**Request A:** Decide whether each statement below agrees with the Big Bear search update, answering yes or no and quoting the deciding words of the text: (i) Officers had searched all of the expected 400 homes in Big Bear by 9 p.m. (ii) Schools in the Bear Valley Unified School District were expected to be in session Friday morning. (iii) The overnight search relied mainly on three helicopters fitted with infrared thermal imaging equipment.
**Request B:** Output the part of the Big Bear search update starting with "As temperatures dipped, darkness" and going on through "equipment, Bachman said.".
**Request C:**
Answer these questions from the Big Bear search update:
(i) At what time was the update posted?
(ii) Who spoke to reporters at the press briefing?
(iii) Besides schools, what was expected to reopen?

++++ Extract provided ++++

Update 9:18 p.m.: San Bernardino County sheriff's deputies and other law enforcement officers continued their search Thursday night for fugitive cop-killing suspect Christopher Dorner, but a canvass of more than half of an expected 400 homes in Big Bear had turned up no sign of the ex-LAPD officer as of 9 p.m.

Speaking at a press briefing, San Bernardino County Sheriff's Department spokeswoman Cindy Bachman told reporters that schools in the Bear Valley Unified School District are expected to be in session Friday morning, and the local ski resort would reopen for business as well.

As temperatures dipped, darkness fell and a winter storm threatened, law enforcement officials planned to continue searching through the night, relying mainly on two San Bernardino County sheriff's helicopters and one L.A. County sheriff's helicopter, all outfitted with infrared thermal imaging equipment, Bachman said.

++++ Extracted data ++++

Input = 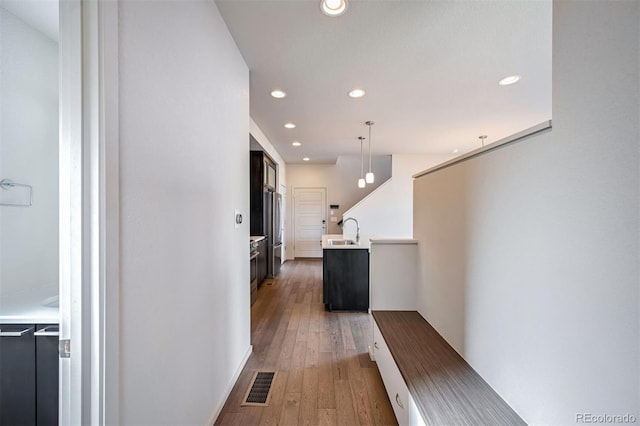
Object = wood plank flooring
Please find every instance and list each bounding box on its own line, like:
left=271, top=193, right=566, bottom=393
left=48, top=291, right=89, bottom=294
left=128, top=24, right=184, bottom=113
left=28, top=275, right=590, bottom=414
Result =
left=215, top=259, right=397, bottom=426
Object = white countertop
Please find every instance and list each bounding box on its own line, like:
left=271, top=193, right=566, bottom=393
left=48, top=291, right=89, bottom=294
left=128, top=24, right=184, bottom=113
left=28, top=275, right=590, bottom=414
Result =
left=322, top=234, right=371, bottom=250
left=370, top=238, right=418, bottom=245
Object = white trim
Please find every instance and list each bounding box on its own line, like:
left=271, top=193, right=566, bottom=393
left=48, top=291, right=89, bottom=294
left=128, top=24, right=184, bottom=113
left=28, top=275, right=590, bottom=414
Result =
left=59, top=0, right=119, bottom=425
left=291, top=186, right=329, bottom=259
left=58, top=0, right=84, bottom=425
left=413, top=120, right=552, bottom=179
left=98, top=1, right=120, bottom=425
left=207, top=345, right=253, bottom=425
left=369, top=238, right=418, bottom=245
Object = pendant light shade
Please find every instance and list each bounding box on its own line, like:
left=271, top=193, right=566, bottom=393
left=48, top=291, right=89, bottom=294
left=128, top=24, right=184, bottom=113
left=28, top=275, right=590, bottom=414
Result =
left=358, top=136, right=366, bottom=188
left=365, top=121, right=375, bottom=183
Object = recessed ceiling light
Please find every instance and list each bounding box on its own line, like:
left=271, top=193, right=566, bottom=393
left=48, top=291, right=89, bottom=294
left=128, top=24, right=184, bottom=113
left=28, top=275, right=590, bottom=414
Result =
left=320, top=0, right=347, bottom=16
left=498, top=75, right=520, bottom=86
left=271, top=89, right=287, bottom=99
left=349, top=89, right=366, bottom=98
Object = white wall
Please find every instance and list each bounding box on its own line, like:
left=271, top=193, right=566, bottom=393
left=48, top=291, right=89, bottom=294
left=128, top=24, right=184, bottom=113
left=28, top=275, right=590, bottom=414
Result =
left=0, top=7, right=58, bottom=319
left=414, top=1, right=640, bottom=424
left=287, top=156, right=391, bottom=259
left=119, top=1, right=250, bottom=425
left=343, top=154, right=452, bottom=238
left=250, top=118, right=289, bottom=263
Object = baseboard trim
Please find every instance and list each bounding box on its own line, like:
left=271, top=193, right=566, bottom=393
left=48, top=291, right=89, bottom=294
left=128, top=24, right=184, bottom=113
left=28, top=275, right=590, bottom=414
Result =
left=207, top=345, right=253, bottom=426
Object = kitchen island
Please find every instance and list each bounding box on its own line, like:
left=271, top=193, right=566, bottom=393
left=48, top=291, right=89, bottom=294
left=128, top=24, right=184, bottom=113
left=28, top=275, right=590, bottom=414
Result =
left=322, top=234, right=370, bottom=312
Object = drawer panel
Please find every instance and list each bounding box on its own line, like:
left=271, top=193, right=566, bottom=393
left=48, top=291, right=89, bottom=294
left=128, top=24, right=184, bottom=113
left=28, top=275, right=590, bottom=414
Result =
left=373, top=321, right=409, bottom=425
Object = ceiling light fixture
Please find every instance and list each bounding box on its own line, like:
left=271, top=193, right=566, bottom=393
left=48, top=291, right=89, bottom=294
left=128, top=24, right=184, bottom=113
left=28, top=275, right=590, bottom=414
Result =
left=320, top=0, right=348, bottom=17
left=498, top=75, right=520, bottom=86
left=358, top=136, right=366, bottom=188
left=364, top=121, right=375, bottom=183
left=349, top=89, right=367, bottom=98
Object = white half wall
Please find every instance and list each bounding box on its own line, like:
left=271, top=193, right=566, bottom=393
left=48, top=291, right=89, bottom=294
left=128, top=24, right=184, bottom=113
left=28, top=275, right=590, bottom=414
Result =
left=287, top=156, right=391, bottom=259
left=414, top=1, right=640, bottom=425
left=0, top=9, right=59, bottom=322
left=338, top=154, right=453, bottom=238
left=119, top=0, right=250, bottom=425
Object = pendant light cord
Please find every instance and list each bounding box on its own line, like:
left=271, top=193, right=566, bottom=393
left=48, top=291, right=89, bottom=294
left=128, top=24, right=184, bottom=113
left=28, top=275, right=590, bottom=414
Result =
left=359, top=136, right=364, bottom=179
left=367, top=121, right=373, bottom=173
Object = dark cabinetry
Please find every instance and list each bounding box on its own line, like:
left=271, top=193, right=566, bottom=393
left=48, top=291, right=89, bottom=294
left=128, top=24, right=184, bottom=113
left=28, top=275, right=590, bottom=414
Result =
left=322, top=249, right=369, bottom=311
left=35, top=325, right=59, bottom=425
left=0, top=324, right=58, bottom=426
left=258, top=239, right=267, bottom=284
left=249, top=151, right=277, bottom=235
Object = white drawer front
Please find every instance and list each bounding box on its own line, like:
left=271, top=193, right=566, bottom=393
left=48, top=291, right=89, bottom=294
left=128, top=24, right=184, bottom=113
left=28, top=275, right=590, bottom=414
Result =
left=373, top=321, right=409, bottom=426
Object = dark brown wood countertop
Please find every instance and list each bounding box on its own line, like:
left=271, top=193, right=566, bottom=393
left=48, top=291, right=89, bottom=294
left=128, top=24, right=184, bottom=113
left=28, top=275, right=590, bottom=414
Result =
left=372, top=311, right=526, bottom=425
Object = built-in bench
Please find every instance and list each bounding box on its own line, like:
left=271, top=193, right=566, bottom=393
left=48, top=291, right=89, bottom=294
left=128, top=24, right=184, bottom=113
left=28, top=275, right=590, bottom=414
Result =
left=372, top=310, right=526, bottom=425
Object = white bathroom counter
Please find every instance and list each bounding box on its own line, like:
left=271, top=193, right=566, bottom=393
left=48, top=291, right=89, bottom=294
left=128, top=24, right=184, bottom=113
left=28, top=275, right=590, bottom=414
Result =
left=322, top=234, right=371, bottom=250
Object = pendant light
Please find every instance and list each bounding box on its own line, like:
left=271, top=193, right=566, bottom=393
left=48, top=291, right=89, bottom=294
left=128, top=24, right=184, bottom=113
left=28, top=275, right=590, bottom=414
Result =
left=358, top=136, right=366, bottom=188
left=364, top=121, right=375, bottom=183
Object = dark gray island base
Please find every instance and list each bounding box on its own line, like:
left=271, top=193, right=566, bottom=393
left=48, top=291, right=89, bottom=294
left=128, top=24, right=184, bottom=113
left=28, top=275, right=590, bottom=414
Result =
left=322, top=248, right=369, bottom=312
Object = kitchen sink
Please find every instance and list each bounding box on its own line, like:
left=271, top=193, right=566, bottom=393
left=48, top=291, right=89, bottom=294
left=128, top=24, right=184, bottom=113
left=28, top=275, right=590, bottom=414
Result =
left=327, top=238, right=358, bottom=246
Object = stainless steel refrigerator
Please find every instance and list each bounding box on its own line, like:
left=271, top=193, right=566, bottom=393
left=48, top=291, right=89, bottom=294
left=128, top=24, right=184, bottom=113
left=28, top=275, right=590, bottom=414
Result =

++++

**Response A:**
(i) No: "a canvass of more than half of an expected 400 homes in Big Bear had turned up no sign of the ex-LAPD officer as of 9 p.m."
(ii) Yes: "schools in the Bear Valley Unified School District are expected to be in session Friday morning"
(iii) Yes: "relying mainly on two San Bernardino County sheriff's helicopters and one L.A. County sheriff's helicopter, all outfitted with infrared thermal imaging equipment"

**Response B:**
As temperatures dipped, darkness fell and a winter storm threatened, law enforcement officials planned to continue searching through the night, relying mainly on two San Bernardino County sheriff's helicopters and one L.A. County sheriff's helicopter, all outfitted with infrared thermal imaging equipment, Bachman said.

**Response C:**
(i) 9:18 p.m.
(ii) Cindy Bachman, a San Bernardino County Sheriff's Department spokeswoman
(iii) The local ski resort